◆ Exercise task 1 ◆
From the Claim-review page, state what it calls the safest default and explain how that default divides the work between the agent and the Flow, verifier, or protocol.
◆ Exercise task 2 ◆
Reproduce word for word the part of the Claim-review page that opens with the words containing "Define the Claim" and closes with "Claim being reviewed.".

◆ Page extract ◆
________________________________________

Example UCAN design shape

Use this as a design shape, then map it to the canonical Qi and IXO SDK fields used in your implementation.

{
  "ucan": {
    "issuer": "did:ixo:pod:review-board",
    "audience": "did:ixo:oracle:evidence-reviewer",
    "resource": {
      "pod": "did:ixo:pod:clean-cooking-program",
      "flow": "flow:claim-review:v1",
      "claimCollection": "claims:stove-usage:v1"
    },
    "capabilities": [
      "claim.read",
      "evidence.read",
      "entity.read",
      "rubric.read",
      "evaluation.create",
      "state.propose"
    ],
    "constraints": {
      "claimTypes": ["stove_usage"],
      "maxEvidenceItems": 50,
      "allowedTools": ["ixo.graph.query", "evidence.hash.verify", "rubric.evaluate"],
      "mayApprove": false,
      "mayReleasePayment": false,
      "expiresAt": "2026-06-30T23:59:59Z"
    }
  }
}

The safest default is propose-only. Let the agent create an Evaluation Claim and propose the next Flow state. Let the Flow, verifier, or protocol decide whether the proposal becomes a UDID-backed determination.

Define the Claim under review

Each evaluation should start with a clear Claim. Minimum Claim inputs:

`claimId`

Unique identifier for the Claim.

`claimType`

Type of Claim being reviewed.

`issuer`

DID of the person, organization, service, device, or agent that made the Claim.

`subject`

Entity, asset, project, person, device, service, or outcome the Claim is about.

`data`

Structured submitted data.

`evidence`

Linked evidence references.

`proof`

Cryptographic proof, signature, hash, attestation, or provenance record.

`submittedAt`

Submission time.

`protocolId`

Protocol or Blueprint used to evaluate the Claim.

`flowId`

Qi Flow instance handling the review.

Example:

{
  "claimId": "claim:stove-usage:000123",
  "claimType": "stove_usage",
  "issuer": "did:ixo:org:field-operator",
  "subject": "did:ixo:device:stove-7781",
  "data": {
    "period": "2026-04",
    "reportedBurnHours": 182,
    "householdId": "entity:household:442"
  },
  "evidence": [
    {
      "type": "deviceTelemetry",
      "uri": "ipfs://...",
      "hash": "bafy..."
    },
    {
      "type": "fieldVisitReport",
      "uri": "ipfs://...",
      "hash": "bafy..."
    }
  ],
  "protocolId": "blueprint:clean-cooking-mrv:v1",
  "flowId": "flow:claim-review:7781"
}

Define the rubric

The rubric converts protocol rules into checks that the agent and Flow can apply. A practical rubric should include:

required evidence
evidence freshness rules
source authenticity checks
data integrity checks
field completeness checks
allowed value ranges
consistency checks across evidence sources
disqualifying conditions
scoring rules
minimum score for recommendation
conditions that require human review
conditions that require dispute or investigation
allowed Flow transitions after evaluation

Example rubric shape:

{
  "rubricId": "rubric:stove-usage-review:v1",
  "claimType": "stove_usage",
  "requiredEvidence": [
    "deviceTelemetry",
    "fieldVisitReport"
  ],
  "checks": [
    {
      "id": "evidence.telemetry.present",
      "type": "required",
      "description": "Telemetry evidence is linked and hash-verifiable"

________________________________________

◆ Dataset extract ◆

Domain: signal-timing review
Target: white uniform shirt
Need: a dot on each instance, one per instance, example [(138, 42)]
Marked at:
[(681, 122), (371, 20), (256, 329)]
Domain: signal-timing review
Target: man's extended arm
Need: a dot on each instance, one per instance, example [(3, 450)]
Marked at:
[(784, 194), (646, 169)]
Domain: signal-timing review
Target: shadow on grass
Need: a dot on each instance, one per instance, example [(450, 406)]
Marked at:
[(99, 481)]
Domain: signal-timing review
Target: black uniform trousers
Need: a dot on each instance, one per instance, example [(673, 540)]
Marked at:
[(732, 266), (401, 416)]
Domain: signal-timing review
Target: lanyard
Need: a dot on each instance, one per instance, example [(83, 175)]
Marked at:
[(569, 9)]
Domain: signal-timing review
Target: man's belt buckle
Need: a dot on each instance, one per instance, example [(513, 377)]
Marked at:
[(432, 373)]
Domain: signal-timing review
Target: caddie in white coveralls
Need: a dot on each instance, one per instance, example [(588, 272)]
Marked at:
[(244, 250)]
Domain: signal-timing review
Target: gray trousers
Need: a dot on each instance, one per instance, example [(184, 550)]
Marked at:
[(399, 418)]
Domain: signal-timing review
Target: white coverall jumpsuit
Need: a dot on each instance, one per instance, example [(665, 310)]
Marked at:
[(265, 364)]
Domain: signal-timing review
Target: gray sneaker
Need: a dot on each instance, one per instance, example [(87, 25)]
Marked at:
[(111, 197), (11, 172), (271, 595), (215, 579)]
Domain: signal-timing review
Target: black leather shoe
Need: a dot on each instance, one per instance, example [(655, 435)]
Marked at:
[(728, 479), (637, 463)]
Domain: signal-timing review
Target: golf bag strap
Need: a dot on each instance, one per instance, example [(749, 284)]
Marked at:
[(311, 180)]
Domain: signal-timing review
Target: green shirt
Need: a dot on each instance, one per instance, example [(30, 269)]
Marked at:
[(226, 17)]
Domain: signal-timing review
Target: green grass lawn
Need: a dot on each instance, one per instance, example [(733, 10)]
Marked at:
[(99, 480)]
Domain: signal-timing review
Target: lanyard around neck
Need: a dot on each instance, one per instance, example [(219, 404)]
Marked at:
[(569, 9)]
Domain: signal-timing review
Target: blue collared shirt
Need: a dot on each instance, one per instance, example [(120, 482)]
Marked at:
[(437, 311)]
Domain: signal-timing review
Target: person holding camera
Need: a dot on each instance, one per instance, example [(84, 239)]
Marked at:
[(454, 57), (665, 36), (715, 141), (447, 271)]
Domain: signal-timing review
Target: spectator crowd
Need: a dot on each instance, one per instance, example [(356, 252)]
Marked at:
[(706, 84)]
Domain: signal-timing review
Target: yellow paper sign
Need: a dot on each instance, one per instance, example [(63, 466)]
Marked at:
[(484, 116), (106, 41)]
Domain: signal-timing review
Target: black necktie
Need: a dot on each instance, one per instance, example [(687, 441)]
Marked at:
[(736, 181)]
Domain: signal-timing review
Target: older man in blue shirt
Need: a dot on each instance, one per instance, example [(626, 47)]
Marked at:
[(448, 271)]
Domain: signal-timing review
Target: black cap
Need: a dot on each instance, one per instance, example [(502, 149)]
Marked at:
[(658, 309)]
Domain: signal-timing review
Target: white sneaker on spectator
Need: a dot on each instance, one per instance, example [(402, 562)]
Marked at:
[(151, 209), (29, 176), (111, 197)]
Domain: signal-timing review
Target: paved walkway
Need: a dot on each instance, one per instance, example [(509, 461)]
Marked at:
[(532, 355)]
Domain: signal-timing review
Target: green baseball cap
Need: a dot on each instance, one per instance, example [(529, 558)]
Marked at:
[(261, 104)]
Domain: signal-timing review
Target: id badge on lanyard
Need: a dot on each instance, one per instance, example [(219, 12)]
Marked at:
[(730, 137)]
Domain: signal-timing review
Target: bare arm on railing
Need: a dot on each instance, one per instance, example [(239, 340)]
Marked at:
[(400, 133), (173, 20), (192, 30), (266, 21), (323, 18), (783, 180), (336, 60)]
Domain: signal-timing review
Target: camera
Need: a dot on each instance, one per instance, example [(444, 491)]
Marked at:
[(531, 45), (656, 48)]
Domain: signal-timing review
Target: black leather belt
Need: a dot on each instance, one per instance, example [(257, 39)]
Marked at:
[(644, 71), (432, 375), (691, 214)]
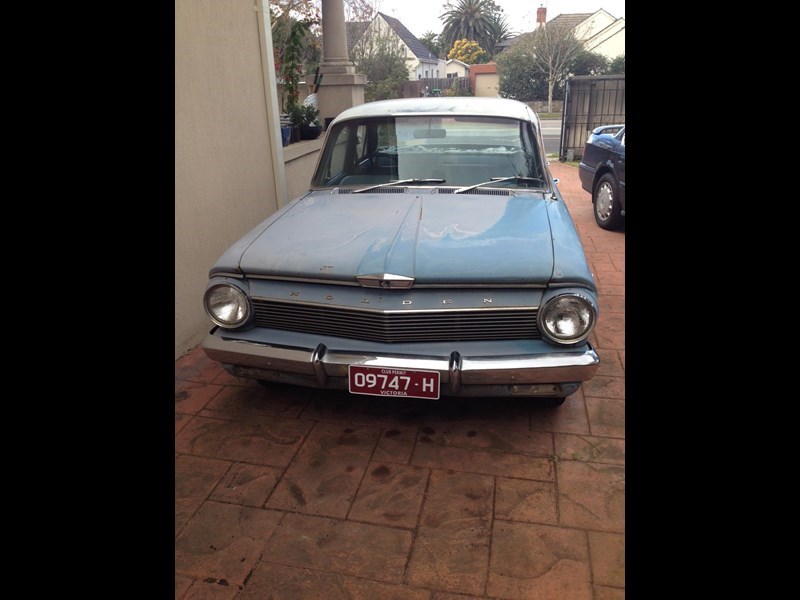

________________________________________

◆ Complete answer 1 ◆
The safest default is propose-only. The agent creates an Evaluation Claim and proposes the next Flow state. The Flow, verifier, or protocol then decides whether that proposal becomes a UDID-backed determination.

◆ Complete answer 2 ◆
Define the Claim under review

Each evaluation should start with a clear Claim. Minimum Claim inputs:

`claimId`

Unique identifier for the Claim.

`claimType`

Type of Claim being reviewed.